**Activity list:**
1) Answer the following from the Little Spain excerpt, one line each:
(a) Since what year has Casa Moneo been at 210 West 14th?
(b) What kind of business was the Iberia?
(c) Whose feast day did Little Spain celebrate, and in which month was it held?
2) Reproduce the Little Spain excerpt word for word from "Little Spain (Pequeña" to "and Greenwich Village.".
3) Recast the paragraph of the Little Spain excerpt that begins "Other important commerces" as a list, keeping every business it names.

Little Spain (Pequeña España) was a neighborhood in the New York City borough of Manhattan, during the 20th century where Spaniards originally settled in upon emigrating to the United States. It was situated between the neighborhoods of Chelsea and Greenwich Village.

==History==
"Little Spain" was situated on 14th Street, between Seventh and Eighth Avenues. A very different section of Chelsea existed on a stretch of 14th Street often referred to by residents as Calle Catorce ("Street Fourteen") or as "Little Spain". The Church of Our Lady of Guadalupe (No. 229) was founded in 1902, when Spaniards started to settle in the area. Although the Spanish business have given way to such nightclubs as Nell's and Oh Johnny on the block between Seventh and Eighth Avenues, the Spanish food and gift emporium known as Casa Moneo has been at 210 West 14th since 1929. In 2010 the documentary Little Spain, directed and written by Artur Balder, was filmed in New York City. The documentary pulled together for first time an archive that reveals the untold history of the Spanish-American presence in Manhattan. They present the history of the streets of Little Spain in New York City throughout the 20th Century. The archive contains more than 450 photographs and 150 documents that have never been publicly displayed.

Other important commerces and Spanish business of Little Spain were restaurants like La Bilbaína, Trocadero Valencia, Bar Coruña, Little Spain Bar, Café Madrid, Mesón Flamenco, or El Faro Restaurant. The Iberia was a famous Spanish dress shop.

The heart of the Spanish American community in that area were the two landmarks: the Spanish Benevolent Society and the Roman Catholic Church of Our Lady of Guadalupe, founded at the turn of the 19th century, being the first parish in Manhattan with mass in Latin and Spanish. Just like with other immigrant neighborhoods of Manhattan, such as Little Italy, Little Spain celebrated a feast day; that of St. James. It was held in June, and was held until the mid-1990s. During this festival, the saint's image was the symbol of the feeling of the Spanish community and paraded down the street 14, which was cut to traffic for a week. In this time, food festivals were taking place shows of typical Spanish folklore.

**Data provided:**
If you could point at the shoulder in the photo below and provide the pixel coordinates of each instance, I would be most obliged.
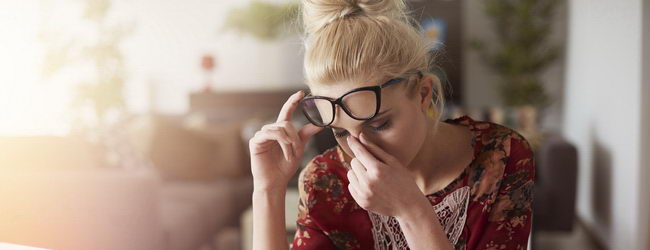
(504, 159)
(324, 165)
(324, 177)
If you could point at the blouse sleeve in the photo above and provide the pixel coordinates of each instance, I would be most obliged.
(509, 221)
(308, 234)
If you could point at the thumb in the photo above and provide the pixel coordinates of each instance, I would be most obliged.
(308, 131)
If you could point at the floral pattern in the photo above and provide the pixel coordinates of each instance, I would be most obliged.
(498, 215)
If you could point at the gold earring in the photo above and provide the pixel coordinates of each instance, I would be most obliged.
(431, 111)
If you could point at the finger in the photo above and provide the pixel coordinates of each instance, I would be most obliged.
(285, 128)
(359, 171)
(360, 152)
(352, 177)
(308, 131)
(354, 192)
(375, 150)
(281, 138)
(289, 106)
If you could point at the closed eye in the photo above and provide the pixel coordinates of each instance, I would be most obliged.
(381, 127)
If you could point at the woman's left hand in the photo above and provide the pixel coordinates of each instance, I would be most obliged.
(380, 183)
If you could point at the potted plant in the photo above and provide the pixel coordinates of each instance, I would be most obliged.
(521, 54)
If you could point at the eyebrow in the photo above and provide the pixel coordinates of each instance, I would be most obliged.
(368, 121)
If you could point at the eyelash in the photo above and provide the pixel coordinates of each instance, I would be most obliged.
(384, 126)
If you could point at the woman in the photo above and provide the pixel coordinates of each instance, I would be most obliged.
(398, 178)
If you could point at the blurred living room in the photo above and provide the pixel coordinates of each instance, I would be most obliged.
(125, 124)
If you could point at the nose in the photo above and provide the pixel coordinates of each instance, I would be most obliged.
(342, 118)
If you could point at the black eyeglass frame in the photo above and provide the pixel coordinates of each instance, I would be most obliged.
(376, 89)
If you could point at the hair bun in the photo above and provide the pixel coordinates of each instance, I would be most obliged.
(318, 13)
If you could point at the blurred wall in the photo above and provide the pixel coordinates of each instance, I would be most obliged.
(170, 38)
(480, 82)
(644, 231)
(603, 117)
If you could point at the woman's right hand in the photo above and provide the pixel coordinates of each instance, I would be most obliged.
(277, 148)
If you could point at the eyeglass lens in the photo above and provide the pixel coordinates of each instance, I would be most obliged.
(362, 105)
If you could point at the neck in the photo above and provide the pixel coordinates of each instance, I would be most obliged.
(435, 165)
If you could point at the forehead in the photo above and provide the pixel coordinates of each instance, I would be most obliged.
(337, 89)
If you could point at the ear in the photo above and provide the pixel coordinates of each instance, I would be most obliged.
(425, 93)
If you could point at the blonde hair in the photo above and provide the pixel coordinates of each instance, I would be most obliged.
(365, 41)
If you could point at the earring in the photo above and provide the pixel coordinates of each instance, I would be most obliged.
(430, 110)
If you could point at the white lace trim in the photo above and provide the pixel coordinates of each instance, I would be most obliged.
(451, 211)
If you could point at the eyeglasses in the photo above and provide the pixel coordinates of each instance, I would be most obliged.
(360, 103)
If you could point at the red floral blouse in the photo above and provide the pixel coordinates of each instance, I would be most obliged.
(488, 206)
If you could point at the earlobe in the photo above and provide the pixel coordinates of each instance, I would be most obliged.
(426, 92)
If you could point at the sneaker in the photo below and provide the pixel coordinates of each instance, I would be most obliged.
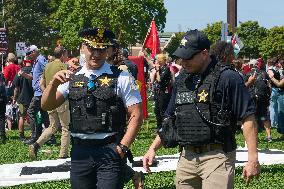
* * *
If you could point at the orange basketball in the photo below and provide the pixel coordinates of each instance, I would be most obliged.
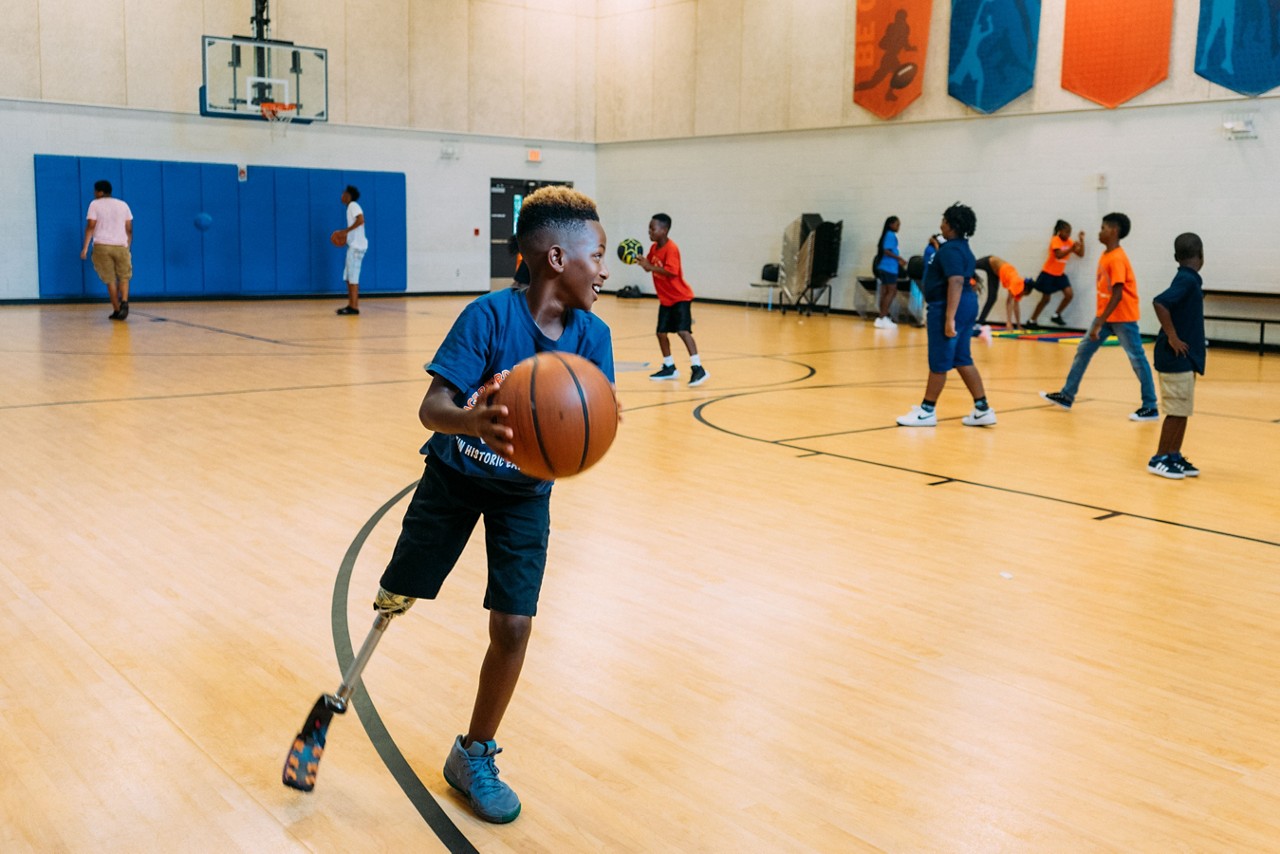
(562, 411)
--
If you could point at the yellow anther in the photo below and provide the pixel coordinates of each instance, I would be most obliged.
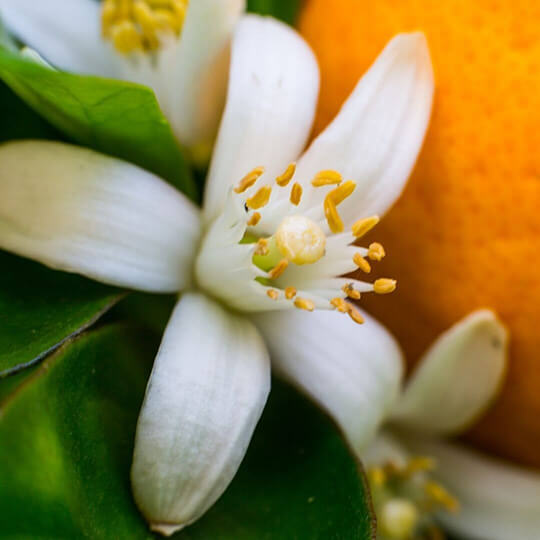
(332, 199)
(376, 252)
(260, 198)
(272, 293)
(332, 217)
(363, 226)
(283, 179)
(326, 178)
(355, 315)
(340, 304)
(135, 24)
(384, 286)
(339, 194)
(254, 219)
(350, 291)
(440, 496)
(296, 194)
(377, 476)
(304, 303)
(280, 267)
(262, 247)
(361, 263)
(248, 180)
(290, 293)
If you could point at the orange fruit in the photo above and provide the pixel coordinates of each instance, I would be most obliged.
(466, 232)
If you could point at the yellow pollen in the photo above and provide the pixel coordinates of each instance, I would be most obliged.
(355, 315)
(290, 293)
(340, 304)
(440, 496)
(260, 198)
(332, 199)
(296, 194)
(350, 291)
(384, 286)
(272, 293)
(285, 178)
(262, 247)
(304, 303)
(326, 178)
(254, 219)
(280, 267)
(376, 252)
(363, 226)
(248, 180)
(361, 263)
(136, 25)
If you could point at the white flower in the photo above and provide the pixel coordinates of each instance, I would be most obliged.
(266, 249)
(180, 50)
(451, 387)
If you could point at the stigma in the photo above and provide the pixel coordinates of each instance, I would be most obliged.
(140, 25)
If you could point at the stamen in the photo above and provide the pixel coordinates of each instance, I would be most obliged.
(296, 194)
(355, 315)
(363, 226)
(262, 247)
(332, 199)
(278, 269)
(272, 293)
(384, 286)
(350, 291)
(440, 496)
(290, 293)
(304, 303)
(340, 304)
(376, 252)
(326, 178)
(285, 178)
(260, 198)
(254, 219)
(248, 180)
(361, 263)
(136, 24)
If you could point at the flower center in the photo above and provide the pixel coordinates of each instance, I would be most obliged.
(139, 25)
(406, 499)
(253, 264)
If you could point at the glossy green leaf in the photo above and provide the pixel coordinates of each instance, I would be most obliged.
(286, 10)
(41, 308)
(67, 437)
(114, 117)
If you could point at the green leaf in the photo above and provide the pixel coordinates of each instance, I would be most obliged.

**Solutions per task:**
1)
(a) 1929
(b) A famous Spanish dress shop
(c) St. James; June

2)
Little Spain (Pequeña España) was a neighborhood in the New York City borough of Manhattan, during the 20th century where Spaniards originally settled in upon emigrating to the United States. It was situated between the neighborhoods of Chelsea and Greenwich Village.

3)
- Restaurants: La Bilbaína, Trocadero Valencia, Bar Coruña, Little Spain Bar, Café Madrid, Mesón Flamenco, El Faro Restaurant
- Dress shop: The Iberia, a famous Spanish dress shop